**Problem to work on**
Return all of the records below verbatim.

**Listed entries**
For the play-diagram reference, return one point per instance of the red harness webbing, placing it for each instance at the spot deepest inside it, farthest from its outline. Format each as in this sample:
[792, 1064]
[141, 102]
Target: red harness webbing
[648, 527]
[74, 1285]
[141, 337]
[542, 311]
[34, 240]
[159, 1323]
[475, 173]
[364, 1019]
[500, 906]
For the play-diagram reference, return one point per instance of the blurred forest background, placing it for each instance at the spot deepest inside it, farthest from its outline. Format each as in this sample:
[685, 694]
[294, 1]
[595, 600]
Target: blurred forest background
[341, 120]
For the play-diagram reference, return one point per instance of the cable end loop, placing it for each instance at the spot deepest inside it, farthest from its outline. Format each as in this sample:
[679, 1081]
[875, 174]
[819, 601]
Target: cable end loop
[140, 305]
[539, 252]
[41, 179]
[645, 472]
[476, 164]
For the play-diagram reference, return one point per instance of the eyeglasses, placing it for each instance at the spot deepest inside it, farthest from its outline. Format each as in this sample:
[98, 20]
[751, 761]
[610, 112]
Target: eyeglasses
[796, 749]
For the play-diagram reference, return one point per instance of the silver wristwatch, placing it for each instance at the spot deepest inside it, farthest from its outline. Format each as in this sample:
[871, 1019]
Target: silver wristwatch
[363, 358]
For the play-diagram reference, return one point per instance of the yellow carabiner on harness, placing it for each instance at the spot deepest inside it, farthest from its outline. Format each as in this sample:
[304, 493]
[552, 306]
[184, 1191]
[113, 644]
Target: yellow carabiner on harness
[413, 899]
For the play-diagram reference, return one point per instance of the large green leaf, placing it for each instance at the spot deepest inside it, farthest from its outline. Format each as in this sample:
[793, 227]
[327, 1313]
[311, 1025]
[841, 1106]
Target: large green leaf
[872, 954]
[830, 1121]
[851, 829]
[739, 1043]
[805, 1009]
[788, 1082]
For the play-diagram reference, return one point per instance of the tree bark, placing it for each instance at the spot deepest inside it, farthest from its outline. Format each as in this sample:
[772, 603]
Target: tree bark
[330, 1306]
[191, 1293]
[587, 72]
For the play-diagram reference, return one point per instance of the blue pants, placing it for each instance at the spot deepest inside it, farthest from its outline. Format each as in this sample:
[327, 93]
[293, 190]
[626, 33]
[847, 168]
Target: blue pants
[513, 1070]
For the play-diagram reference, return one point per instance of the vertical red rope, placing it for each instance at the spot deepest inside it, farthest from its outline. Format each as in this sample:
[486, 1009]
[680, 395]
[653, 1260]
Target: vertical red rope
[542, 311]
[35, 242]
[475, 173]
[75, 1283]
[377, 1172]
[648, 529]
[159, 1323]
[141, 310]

**Written solution**
For the play-diagram reference, return one point per instance of the red harness webbing, placing it for each instance at the spot deepest inside it, farthest from its outline. Format each as in this sample:
[792, 1064]
[141, 102]
Target: red harness webbing
[648, 527]
[74, 1285]
[141, 337]
[542, 311]
[34, 240]
[159, 1323]
[475, 173]
[364, 1019]
[500, 906]
For the play-diagram reference, return one point per instance of the blurred forest background, placing it for each instance at the spot deepest inside it, farthest from its outline. Format each as in this sample:
[685, 694]
[294, 1]
[595, 600]
Target: blurred forest background
[341, 120]
For the play-diagram reference, return one point per instance of the cable end loop, placing it for each instance at the spot deepest inside it, farthest from its outline. Format each as in this sample:
[679, 1081]
[875, 174]
[819, 601]
Target: cable end loop
[140, 305]
[539, 252]
[41, 179]
[645, 472]
[476, 164]
For the play-diagram reference, return one point per instance of the eyeglasses, placing it for each instance at the spot deepest inside it, farthest from its outline. Format each as in this sample:
[98, 20]
[751, 761]
[610, 112]
Target: eyeglasses
[796, 749]
For the play-diagram reference, return one point per instance of the silver wristwatch, placing it for each instance at the spot deepest inside it, farthest from its outline. Format each as in this sample:
[871, 1019]
Target: silver wristwatch
[363, 358]
For the play-diagram reference, return one point per instance of the yellow carabiner on harness, placing it for each instance at the spot deepest inside it, farthest from its outline. Format each as in this sample:
[304, 493]
[552, 306]
[184, 1191]
[113, 644]
Target: yellow carabiner on harness
[413, 899]
For the play-diagram reference, return one point per instance of the large green leaf, placing it for each instance at the spot deepest inside it, farthest from its outline. Format each as in this sample:
[793, 227]
[327, 1313]
[311, 1025]
[841, 1106]
Target: large green leaf
[872, 954]
[830, 1121]
[851, 829]
[739, 1043]
[805, 1009]
[788, 1082]
For the play-diagram reference, return one point per instance of the tree bark, placing it for each instance at the spot deepest inside it, farthest from its outline. Format each as in this sample:
[772, 603]
Target: tree bark
[330, 1306]
[191, 1293]
[587, 72]
For the play-diagram reference, return one point per instance of the blue pants, placing it for each instance at the spot deepest inside it, farthest from its outline. Format each as in this sample:
[327, 93]
[293, 190]
[626, 33]
[847, 168]
Target: blue pants
[513, 1070]
For the play-diagram reference, return one point per instance of the vertical red rope, placing it for each instance at the spot deepest inside it, farthest from its outline. Format each as in this sample:
[486, 1009]
[680, 395]
[653, 1260]
Target: vertical red rope
[542, 311]
[35, 242]
[475, 173]
[75, 1283]
[377, 1172]
[648, 529]
[159, 1323]
[141, 310]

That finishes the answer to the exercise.